* DOCUMENT PASSAGE:
****************
Supply Chain by the Numbers
   
 

- Feb. 6, 2014

   
  Supply Chain by the Numbers for Week of Feb. 6, 2014
   
 

WalMart Provides Support to US Manufacturing; Retail Organized Crime Makes Major Hit; Bangladesh Apparel Makers Not Paying the Minimum ; RFID Tags Can be Seen Longer Distance

   
 
 
 

$10 Million

Amount of money retail giant Walmart announced this week it will donate to support US manufacturing. The monies provide funds for a five-year program that will offer grants to domestic manufacturing innovators. The announcement was the latest in Walmart's year-old push to boost US manufacturing. It has vowed to buy an additional $50 billion in US-made products over the next decade from existing levels before the announcement. Kent International, a New Jersey-based bicycle maker, made a joint announcement with Walmart this week that it will move its production to Clarendon, South Carolina, and create 175 new jobs and assemble 500,000 bicycles annually by 2016, after having move production offshore in the 1990s.
****************
* RECORDS PROVIDED:

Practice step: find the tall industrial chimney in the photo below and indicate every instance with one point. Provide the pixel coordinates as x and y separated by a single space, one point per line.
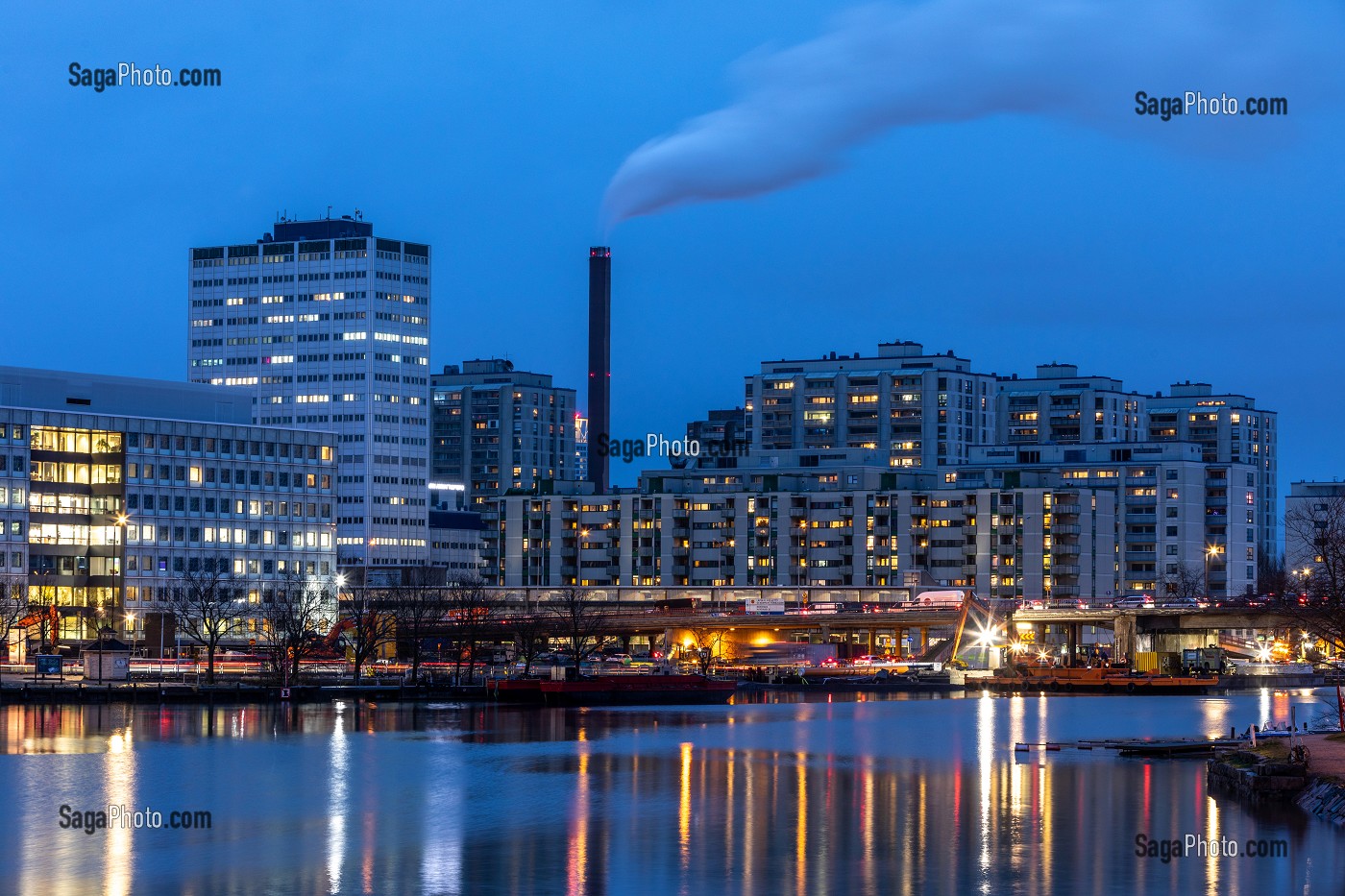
600 361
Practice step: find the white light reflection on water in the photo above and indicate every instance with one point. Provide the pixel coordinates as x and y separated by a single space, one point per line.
883 797
986 765
120 775
336 808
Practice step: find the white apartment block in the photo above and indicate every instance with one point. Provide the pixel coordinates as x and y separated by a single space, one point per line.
841 526
113 489
1049 521
1174 513
1059 406
1314 513
325 326
908 408
1230 429
494 428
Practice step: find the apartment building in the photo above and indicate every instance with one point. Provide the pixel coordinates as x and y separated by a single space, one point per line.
795 526
1059 406
113 489
325 325
1177 516
497 428
1230 429
911 409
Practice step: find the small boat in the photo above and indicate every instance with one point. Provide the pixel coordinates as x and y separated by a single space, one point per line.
616 690
1098 681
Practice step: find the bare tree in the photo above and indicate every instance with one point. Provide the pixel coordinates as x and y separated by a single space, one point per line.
706 643
293 617
13 606
471 611
206 608
580 620
1186 580
366 620
530 633
421 608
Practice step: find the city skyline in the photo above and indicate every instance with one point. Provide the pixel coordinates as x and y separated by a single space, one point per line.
979 235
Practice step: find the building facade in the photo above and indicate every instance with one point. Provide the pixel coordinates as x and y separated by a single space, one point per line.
325 325
1230 429
497 428
113 489
1059 406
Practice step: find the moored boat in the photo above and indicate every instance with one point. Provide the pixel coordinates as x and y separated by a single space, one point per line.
616 690
1102 680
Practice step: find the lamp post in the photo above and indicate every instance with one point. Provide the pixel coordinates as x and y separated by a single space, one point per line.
1210 552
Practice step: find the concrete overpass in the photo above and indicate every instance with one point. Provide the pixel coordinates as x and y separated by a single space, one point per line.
1163 628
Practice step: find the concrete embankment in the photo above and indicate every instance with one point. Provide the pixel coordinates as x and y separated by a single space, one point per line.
1325 799
1257 778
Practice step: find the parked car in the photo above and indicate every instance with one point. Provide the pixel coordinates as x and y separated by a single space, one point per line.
1134 601
1180 603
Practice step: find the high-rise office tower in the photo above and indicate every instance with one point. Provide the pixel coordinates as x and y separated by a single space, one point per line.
326 326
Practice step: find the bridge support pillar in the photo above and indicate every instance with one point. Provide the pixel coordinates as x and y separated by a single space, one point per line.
1123 637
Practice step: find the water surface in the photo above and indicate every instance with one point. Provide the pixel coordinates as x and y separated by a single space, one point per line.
844 795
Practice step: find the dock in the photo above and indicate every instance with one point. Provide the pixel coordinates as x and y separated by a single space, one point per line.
1138 747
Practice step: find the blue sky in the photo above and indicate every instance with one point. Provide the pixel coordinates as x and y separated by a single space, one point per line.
491 132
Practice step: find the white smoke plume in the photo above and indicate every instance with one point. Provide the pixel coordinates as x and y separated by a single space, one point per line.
883 67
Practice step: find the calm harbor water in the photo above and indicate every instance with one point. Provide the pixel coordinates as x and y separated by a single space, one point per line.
844 795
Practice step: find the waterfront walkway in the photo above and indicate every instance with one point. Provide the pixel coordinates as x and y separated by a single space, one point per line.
1328 757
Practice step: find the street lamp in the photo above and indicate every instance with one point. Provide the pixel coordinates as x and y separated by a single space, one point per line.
1210 552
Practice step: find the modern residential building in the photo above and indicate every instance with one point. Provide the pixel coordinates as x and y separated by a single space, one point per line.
454 544
1313 512
497 428
796 526
907 406
113 489
325 325
1231 429
1179 519
1059 406
721 440
1049 521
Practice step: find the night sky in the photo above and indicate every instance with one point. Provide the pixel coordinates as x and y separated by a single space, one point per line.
984 186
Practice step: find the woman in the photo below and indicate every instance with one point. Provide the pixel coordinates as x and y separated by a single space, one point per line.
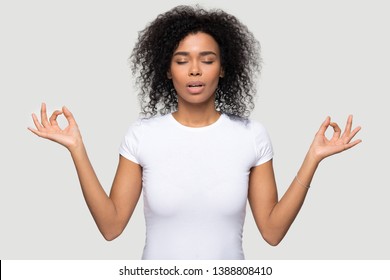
195 154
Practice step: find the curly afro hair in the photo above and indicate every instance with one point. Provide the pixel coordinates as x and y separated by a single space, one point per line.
152 54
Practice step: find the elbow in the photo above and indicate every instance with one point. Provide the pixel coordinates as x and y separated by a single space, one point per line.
110 234
272 239
109 237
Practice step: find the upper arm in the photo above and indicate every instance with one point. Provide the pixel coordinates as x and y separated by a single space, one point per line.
126 189
262 193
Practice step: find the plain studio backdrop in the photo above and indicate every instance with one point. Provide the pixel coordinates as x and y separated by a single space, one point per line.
320 58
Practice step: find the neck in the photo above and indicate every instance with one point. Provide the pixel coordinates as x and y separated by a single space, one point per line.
196 116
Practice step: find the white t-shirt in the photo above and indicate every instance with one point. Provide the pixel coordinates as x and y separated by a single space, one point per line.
195 184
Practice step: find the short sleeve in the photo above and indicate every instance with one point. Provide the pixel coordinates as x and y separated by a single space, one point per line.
263 145
129 148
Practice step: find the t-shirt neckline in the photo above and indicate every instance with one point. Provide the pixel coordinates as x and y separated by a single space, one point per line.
200 128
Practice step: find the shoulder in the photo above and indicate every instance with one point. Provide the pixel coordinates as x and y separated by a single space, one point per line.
250 125
148 123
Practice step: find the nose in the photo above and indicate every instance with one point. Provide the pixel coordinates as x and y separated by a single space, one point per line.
195 70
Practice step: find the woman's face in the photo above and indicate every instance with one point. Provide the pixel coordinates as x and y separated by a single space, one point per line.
196 68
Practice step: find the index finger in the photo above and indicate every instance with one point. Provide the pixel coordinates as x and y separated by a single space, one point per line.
44 120
324 126
68 115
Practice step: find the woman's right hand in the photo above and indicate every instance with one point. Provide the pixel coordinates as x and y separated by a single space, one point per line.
69 137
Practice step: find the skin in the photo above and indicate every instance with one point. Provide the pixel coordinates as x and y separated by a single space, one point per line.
197 58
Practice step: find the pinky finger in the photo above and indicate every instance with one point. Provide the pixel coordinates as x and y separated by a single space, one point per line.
36 132
352 144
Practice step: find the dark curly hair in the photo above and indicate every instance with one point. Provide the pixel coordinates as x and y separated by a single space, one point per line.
152 54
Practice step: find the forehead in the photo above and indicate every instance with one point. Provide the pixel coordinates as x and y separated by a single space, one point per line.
198 42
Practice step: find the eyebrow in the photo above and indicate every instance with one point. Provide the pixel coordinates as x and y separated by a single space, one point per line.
201 53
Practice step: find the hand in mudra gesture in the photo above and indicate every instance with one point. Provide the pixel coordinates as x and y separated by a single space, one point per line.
323 147
69 137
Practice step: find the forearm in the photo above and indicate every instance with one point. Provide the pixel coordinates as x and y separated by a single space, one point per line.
285 211
100 205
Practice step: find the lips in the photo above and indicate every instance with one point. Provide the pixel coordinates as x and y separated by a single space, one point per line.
195 84
195 87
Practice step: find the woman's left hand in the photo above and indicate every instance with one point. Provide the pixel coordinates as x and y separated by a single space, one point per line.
323 147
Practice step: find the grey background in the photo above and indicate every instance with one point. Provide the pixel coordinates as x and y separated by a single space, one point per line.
320 58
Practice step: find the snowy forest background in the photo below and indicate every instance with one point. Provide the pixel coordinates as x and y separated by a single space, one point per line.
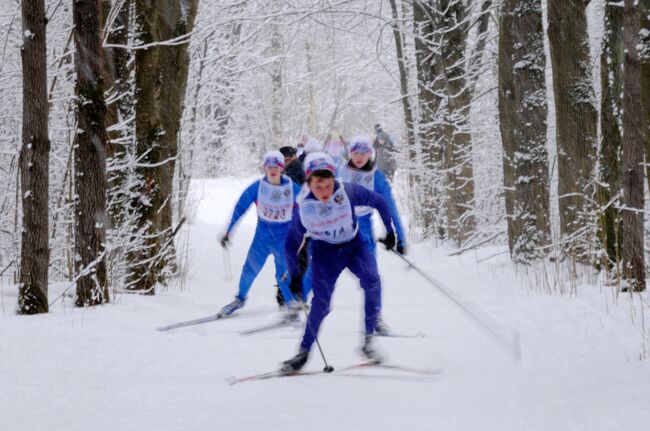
519 123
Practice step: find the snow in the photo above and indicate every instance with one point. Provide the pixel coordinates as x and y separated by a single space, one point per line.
584 363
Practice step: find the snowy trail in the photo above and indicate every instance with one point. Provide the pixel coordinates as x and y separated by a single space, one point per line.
109 369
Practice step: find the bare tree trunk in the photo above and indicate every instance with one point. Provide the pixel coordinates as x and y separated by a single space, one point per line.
609 188
576 118
34 162
403 75
523 112
458 154
276 88
644 57
633 184
161 79
431 87
90 156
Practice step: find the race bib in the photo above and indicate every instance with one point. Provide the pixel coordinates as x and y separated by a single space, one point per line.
330 222
362 178
275 203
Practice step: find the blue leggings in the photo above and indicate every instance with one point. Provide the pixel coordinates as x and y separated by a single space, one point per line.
327 263
267 240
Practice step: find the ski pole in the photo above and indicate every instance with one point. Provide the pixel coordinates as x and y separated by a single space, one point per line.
328 368
483 321
226 265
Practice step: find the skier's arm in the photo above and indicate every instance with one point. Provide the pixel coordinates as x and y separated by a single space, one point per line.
245 201
382 186
360 196
292 244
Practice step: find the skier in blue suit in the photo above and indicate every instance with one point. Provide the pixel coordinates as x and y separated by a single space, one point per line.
326 211
275 196
361 170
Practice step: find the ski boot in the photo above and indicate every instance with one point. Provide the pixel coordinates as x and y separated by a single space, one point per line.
228 309
370 351
382 330
296 363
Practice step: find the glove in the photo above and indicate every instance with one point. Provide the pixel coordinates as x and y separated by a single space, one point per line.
389 240
225 241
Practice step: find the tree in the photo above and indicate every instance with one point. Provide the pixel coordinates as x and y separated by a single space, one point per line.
161 70
611 81
34 162
90 156
576 119
633 183
458 149
644 57
431 86
522 112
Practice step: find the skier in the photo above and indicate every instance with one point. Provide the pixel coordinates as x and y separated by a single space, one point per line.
326 210
292 166
385 152
361 170
275 196
335 147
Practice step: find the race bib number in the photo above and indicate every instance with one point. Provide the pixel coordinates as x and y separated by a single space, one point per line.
275 203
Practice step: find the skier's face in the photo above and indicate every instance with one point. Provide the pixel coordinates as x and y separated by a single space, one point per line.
322 188
273 174
359 160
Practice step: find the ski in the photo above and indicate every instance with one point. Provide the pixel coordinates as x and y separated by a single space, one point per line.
276 325
362 365
398 335
192 322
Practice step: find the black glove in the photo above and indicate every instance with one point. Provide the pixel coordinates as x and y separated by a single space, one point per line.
389 240
225 241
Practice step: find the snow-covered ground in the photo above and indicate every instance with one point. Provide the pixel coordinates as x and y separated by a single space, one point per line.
107 368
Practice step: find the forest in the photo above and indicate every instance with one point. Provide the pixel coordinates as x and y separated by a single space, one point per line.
521 123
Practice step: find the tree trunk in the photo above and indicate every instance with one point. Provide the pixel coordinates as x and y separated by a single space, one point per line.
609 188
403 75
458 154
119 105
576 118
633 183
431 87
644 57
523 112
277 139
90 156
34 162
161 79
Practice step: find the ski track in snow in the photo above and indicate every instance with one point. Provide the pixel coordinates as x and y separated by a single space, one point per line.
108 368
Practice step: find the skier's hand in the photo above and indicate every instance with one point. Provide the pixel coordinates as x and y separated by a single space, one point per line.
389 240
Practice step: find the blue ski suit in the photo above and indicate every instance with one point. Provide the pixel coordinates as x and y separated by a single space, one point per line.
380 185
328 260
269 238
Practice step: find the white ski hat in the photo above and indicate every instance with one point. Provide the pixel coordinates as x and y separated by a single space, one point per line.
274 158
313 146
319 161
361 144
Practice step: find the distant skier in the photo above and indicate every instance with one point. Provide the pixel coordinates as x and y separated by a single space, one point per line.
361 170
335 147
274 195
385 152
292 165
326 211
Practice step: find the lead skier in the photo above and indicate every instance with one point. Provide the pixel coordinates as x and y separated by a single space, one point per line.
326 211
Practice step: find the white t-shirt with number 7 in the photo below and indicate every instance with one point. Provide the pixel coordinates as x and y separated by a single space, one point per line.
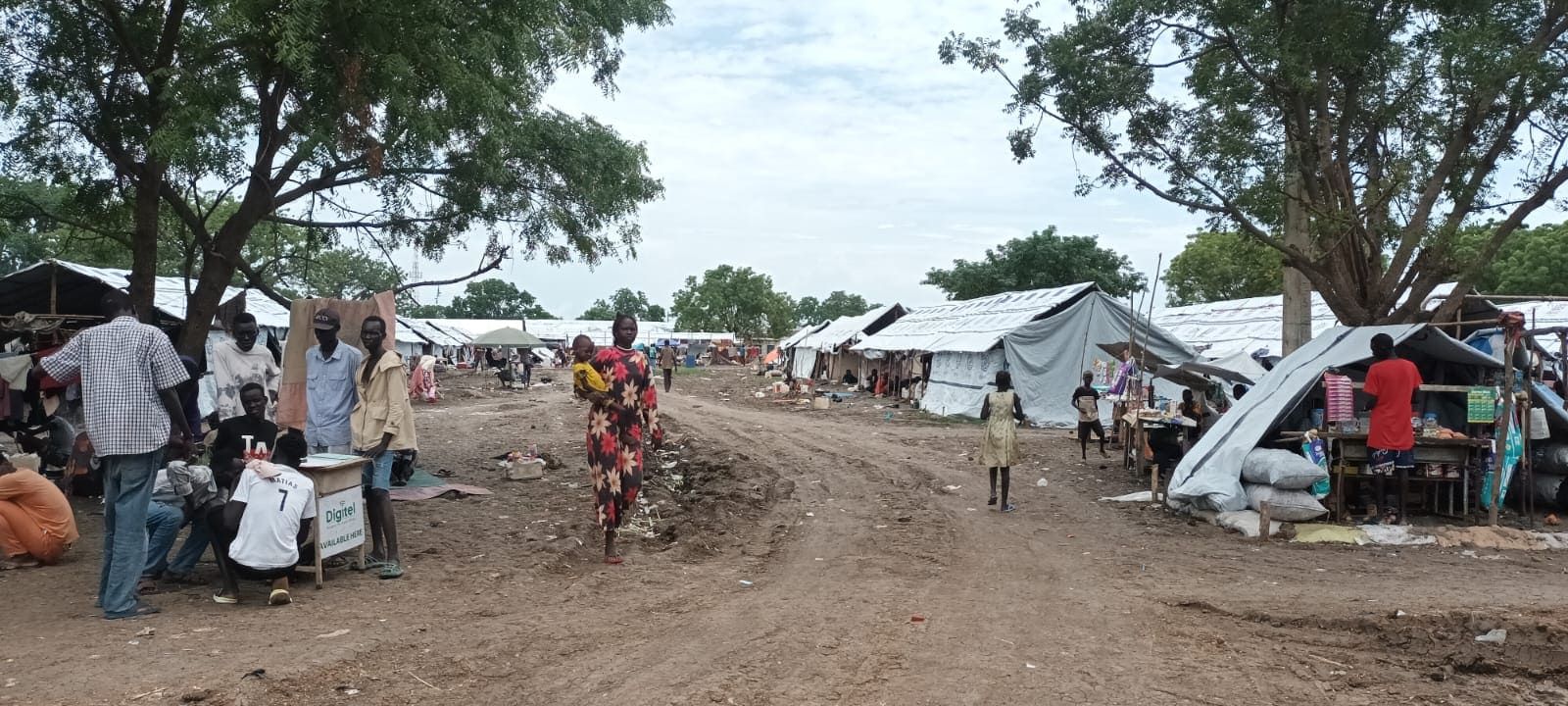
273 509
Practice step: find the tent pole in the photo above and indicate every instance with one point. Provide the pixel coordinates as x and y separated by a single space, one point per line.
1501 441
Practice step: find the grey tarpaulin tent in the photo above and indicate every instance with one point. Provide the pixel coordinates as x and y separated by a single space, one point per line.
1048 357
1209 476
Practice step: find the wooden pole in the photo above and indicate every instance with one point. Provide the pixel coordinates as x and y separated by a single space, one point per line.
1501 439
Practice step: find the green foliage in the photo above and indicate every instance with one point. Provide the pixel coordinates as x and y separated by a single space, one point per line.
838 305
430 110
494 298
1219 266
624 302
1040 261
1390 125
1534 263
734 300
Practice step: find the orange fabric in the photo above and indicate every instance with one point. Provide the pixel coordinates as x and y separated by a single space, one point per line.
290 394
35 517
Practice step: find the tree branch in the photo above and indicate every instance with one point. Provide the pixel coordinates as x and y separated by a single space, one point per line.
494 264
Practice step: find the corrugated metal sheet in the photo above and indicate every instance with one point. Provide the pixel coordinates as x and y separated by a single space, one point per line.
843 329
974 326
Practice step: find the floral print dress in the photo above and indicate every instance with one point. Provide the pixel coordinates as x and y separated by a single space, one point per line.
613 463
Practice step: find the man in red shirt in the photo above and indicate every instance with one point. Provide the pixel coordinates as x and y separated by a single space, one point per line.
1392 384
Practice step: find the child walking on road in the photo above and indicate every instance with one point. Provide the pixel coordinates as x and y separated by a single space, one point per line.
1000 447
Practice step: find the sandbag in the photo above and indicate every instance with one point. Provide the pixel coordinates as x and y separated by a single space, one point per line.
1282 470
1290 506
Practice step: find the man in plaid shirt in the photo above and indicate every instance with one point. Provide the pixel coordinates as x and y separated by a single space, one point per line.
129 373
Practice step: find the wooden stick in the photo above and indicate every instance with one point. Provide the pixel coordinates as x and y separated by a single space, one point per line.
1501 441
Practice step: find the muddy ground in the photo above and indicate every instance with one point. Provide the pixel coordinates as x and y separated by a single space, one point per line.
800 557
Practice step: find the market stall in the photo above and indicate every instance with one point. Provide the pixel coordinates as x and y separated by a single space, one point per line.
1293 400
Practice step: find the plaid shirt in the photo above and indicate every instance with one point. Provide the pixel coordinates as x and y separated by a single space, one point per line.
122 366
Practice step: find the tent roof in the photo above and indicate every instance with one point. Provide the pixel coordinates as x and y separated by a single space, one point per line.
796 337
1209 475
1223 328
78 287
974 326
846 328
510 337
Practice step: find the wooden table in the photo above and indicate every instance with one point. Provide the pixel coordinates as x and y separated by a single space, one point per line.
339 501
1353 447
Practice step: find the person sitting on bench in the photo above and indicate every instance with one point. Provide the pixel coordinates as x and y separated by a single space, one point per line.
266 530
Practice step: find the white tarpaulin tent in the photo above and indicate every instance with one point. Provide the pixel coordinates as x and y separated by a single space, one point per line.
1047 337
1209 476
1048 358
1225 328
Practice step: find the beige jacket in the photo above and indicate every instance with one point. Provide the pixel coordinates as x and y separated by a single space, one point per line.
383 405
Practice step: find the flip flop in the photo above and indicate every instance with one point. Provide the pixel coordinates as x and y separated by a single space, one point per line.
368 564
137 612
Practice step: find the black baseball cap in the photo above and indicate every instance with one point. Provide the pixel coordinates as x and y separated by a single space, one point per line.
328 321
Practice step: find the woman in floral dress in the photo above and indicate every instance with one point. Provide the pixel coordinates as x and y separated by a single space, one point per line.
618 426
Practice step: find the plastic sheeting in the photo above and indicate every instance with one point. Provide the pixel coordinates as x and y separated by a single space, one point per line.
972 326
961 380
1209 475
1048 358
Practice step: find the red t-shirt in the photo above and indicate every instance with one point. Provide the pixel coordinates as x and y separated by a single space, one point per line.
1393 383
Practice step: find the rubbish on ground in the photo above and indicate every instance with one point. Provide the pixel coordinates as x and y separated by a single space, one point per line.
1497 635
1139 496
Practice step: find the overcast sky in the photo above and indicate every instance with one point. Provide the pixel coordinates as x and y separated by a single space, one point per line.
825 145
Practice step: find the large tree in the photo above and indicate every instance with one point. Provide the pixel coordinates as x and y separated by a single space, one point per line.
1219 266
836 305
1043 259
734 300
494 298
624 302
417 125
1353 137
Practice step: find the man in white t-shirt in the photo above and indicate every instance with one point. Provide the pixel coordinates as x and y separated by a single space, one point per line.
266 525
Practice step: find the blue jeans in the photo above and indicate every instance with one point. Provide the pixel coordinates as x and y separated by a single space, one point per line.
164 528
127 491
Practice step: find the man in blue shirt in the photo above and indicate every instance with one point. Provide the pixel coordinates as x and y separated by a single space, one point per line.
329 392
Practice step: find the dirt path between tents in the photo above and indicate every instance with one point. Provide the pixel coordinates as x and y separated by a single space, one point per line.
828 557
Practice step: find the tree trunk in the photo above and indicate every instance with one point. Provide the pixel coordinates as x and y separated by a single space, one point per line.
1298 290
145 240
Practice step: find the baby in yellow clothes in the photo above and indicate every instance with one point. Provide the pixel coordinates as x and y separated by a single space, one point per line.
585 380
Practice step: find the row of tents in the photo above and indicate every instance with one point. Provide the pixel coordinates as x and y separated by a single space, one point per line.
1050 337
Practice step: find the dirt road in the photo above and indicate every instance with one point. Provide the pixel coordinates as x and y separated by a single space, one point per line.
869 572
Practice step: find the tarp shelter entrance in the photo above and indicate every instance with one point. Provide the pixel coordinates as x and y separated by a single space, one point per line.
1048 358
1209 475
507 337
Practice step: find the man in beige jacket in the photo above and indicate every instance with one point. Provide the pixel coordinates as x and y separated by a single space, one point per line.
383 423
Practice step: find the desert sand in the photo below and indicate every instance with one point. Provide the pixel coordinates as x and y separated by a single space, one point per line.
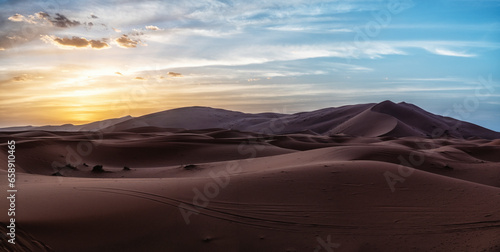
****************
* EXERCISE TASKS:
**1.** Answer from the Supply Chain by the Numbers page:
(a) According to the headline line, which group is not paying the minimum?
(b) How many years will Walmart's grant program for domestic manufacturing innovators run?
(c) To which town and state will Kent International move its production?
**2.** Return the passage of the Supply Chain by the Numbers page from "Amount of money" up to and including "in the 1990s.", copied without changes.

* THE RESPONSES:
**1.**
(a) Bangladesh apparel makers
(b) Five years
(c) Clarendon, South Carolina

**2.**
Amount of money retail giant Walmart announced this week it will donate to support US manufacturing. The monies provide funds for a five-year program that will offer grants to domestic manufacturing innovators. The announcement was the latest in Walmart's year-old push to boost US manufacturing. It has vowed to buy an additional $50 billion in US-made products over the next decade from existing levels before the announcement. Kent International, a New Jersey-based bicycle maker, made a joint announcement with Walmart this week that it will move its production to Clarendon, South Carolina, and create 175 new jobs and assemble 500,000 bicycles annually by 2016, after having move production offshore in the 1990s.